ISTRUZIONI:
1/ Secondo il brano, da chi è composto il gregge?
2/ Riproduca fedelmente il passo del brano che inizia con "La vita eterna, cioè" e termina con "che la coltivano.".

La vita eterna, cioè la vita dell’Eterno.

Il gregge è composto da uomini e donne che hanno scoperto la propria anima,

che la custodiscono, che la coltivano.

In questi termini, Dio solo conosce da chi è composto il gregge.

Anche persone che non sentono di appartenere ad una Chiesa, o che vivono

apparentemente lontano da essa, possono coltivare la propria interiorità con

passione e verità, e sentire, forte e tenace, la presa del Signore.

Seguire Cristo significa, ad un certo punto, fare esperienza della radicalità

espressa dal Maestro, un’affermazione piena di impegno; nessuno ci può

rapire dalla sua mano.

Non gli altri con i loro giudizi.

Non la violenza di tutti i terroristi del mondo.

Righe di annotazione delle coordinate:
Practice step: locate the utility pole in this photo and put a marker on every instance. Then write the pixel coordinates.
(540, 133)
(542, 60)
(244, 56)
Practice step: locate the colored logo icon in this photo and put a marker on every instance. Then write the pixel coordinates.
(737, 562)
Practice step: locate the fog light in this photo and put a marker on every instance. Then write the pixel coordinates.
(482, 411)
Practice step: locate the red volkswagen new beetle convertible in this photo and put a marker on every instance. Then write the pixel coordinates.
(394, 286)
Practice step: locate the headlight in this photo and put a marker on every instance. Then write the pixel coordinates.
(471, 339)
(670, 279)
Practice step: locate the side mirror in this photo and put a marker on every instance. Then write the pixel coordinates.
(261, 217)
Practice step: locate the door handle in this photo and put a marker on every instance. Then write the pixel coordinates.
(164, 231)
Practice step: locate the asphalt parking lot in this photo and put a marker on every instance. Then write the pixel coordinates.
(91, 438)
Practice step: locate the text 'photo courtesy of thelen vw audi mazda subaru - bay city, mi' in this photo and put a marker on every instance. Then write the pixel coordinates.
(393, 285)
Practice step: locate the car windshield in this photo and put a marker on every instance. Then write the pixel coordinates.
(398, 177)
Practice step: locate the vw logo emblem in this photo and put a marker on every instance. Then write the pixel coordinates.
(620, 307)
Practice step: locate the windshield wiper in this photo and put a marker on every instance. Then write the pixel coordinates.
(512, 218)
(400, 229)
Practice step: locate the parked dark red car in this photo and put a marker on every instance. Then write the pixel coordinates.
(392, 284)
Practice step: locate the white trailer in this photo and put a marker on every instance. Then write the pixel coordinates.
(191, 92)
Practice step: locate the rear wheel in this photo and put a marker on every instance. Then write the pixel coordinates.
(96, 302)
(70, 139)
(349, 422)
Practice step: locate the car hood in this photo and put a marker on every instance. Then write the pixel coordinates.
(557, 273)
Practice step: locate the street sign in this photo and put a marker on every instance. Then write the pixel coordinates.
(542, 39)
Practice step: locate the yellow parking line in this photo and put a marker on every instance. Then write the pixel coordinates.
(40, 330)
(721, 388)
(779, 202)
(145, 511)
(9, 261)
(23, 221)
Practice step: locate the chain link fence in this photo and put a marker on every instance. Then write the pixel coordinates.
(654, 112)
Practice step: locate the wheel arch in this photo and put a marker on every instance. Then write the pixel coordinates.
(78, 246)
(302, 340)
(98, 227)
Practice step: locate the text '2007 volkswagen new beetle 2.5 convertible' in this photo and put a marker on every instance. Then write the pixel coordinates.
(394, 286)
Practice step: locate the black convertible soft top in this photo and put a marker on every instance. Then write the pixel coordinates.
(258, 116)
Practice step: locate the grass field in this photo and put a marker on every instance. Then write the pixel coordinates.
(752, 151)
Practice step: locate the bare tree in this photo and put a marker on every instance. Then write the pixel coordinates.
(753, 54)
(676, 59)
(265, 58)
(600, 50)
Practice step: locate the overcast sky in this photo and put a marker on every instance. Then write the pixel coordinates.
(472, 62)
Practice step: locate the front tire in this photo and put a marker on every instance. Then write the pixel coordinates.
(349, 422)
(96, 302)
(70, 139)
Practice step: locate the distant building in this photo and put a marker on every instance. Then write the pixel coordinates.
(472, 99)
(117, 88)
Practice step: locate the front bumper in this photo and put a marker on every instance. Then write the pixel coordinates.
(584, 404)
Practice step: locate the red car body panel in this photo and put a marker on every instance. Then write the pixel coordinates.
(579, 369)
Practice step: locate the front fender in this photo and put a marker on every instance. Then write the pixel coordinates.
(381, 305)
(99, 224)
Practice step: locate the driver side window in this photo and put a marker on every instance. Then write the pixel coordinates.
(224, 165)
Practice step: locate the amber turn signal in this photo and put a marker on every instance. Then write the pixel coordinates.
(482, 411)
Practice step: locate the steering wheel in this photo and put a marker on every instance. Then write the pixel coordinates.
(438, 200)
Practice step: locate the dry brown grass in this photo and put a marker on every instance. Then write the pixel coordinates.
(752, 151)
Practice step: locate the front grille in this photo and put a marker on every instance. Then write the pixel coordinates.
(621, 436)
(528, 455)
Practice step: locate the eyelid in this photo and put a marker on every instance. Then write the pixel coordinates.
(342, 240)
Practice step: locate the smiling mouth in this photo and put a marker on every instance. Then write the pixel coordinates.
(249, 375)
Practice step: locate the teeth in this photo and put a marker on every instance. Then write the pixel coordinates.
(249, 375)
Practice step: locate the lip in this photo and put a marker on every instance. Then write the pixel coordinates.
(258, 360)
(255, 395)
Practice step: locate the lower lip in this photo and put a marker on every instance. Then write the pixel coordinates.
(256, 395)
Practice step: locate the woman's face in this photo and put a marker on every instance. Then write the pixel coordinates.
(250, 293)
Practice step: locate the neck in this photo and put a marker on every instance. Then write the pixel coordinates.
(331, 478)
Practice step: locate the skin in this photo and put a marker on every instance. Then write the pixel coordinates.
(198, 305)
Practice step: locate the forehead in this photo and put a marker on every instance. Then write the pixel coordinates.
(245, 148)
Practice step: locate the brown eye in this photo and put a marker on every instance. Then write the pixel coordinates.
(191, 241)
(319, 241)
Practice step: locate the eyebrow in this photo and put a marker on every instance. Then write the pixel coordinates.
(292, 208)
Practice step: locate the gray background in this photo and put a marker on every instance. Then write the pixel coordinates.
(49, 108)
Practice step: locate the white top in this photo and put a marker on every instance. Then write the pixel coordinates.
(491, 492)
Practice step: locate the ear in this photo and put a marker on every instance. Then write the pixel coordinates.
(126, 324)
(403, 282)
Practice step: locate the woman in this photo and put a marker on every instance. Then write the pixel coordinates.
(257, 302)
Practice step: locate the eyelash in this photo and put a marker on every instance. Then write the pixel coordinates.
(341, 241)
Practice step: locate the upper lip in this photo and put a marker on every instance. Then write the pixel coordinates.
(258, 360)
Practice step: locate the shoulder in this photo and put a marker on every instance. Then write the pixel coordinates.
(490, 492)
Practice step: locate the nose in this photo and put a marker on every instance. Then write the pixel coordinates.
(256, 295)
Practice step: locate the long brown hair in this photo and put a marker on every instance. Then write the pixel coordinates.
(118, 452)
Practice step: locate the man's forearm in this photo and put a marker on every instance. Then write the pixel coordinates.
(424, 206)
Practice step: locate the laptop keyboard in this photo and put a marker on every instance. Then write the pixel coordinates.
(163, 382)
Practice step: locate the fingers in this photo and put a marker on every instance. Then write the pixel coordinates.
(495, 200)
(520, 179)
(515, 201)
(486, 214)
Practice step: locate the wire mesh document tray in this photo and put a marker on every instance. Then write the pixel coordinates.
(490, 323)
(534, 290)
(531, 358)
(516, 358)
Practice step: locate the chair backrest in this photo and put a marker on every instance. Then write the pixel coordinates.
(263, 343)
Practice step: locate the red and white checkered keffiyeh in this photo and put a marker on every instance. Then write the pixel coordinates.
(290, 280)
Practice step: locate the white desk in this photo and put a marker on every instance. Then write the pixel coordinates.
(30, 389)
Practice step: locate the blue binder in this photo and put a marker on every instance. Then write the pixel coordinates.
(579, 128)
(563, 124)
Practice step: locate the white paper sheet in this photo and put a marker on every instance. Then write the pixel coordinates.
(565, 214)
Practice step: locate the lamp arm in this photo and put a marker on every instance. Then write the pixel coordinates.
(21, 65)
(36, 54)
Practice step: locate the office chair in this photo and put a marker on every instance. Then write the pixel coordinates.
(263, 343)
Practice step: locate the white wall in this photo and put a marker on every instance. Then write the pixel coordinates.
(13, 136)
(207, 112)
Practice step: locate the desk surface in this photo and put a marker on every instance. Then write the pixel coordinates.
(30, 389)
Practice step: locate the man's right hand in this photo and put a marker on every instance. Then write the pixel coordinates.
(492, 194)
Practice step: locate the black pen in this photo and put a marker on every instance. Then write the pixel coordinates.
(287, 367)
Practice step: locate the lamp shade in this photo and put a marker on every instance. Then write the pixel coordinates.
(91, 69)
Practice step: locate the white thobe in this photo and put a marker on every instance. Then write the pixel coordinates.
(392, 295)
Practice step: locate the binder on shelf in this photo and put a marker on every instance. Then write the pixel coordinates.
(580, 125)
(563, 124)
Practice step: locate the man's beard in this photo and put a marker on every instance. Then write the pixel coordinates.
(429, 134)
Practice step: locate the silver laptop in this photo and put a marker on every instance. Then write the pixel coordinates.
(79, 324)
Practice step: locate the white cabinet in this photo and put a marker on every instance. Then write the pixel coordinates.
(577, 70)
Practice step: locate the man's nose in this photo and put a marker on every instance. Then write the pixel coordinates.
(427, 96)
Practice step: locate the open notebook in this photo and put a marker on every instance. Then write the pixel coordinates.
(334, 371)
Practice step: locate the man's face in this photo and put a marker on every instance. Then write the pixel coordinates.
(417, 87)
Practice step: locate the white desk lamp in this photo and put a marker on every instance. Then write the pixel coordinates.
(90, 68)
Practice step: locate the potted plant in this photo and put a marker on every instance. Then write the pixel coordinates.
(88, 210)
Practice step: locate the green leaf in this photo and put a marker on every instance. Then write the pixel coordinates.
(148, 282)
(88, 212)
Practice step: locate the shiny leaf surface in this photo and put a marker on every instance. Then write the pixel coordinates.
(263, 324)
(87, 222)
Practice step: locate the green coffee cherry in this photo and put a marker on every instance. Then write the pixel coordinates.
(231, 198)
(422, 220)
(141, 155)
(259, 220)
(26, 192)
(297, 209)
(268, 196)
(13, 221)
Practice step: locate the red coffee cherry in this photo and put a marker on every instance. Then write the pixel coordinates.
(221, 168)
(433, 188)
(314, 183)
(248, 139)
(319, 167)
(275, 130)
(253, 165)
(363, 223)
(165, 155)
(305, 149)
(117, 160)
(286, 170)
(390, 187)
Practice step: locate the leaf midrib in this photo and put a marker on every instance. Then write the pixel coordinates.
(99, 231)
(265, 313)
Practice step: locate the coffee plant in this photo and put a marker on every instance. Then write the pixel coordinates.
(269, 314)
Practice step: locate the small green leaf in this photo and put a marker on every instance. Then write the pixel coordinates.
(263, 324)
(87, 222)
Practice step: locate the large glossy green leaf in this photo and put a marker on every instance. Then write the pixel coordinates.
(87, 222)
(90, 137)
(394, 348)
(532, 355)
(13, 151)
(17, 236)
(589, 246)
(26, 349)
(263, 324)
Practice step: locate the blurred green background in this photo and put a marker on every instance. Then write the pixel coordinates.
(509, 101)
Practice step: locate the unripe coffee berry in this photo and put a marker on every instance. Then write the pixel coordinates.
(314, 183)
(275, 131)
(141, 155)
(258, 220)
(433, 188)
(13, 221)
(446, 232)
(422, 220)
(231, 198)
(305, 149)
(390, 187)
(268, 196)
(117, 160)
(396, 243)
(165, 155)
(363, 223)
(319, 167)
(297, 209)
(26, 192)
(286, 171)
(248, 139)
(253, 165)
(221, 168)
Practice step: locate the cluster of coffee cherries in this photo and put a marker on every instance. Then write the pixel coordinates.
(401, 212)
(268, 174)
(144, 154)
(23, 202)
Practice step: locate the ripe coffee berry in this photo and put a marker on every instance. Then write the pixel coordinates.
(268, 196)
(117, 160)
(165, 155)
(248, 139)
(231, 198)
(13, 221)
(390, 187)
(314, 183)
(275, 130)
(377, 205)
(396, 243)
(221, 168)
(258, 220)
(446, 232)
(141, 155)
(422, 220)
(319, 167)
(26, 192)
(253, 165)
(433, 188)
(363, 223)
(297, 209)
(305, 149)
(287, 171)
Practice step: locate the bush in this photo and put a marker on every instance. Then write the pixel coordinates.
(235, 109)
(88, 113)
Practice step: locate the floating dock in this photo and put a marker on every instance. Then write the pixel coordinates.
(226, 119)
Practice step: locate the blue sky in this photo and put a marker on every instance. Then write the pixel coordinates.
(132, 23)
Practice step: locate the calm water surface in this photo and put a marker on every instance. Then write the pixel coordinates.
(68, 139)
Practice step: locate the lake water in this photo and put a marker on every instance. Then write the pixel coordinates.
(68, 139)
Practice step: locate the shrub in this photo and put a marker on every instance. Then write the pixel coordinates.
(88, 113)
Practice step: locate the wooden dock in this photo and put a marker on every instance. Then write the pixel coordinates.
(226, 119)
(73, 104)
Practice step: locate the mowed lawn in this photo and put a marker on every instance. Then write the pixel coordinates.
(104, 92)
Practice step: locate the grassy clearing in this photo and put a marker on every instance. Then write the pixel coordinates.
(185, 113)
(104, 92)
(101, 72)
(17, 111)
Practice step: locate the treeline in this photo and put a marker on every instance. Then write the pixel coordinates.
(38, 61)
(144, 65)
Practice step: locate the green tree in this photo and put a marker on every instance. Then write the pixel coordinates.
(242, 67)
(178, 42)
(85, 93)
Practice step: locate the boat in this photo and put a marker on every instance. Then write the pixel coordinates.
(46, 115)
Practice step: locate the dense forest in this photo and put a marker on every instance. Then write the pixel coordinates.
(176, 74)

SOLUZIONI:
1/ Da uomini e donne che hanno scoperto la propria anima, che la custodiscono e che la coltivano.

2/
La vita eterna, cioè la vita dell’Eterno.

Il gregge è composto da uomini e donne che hanno scoperto la propria anima,

che la custodiscono, che la coltivano.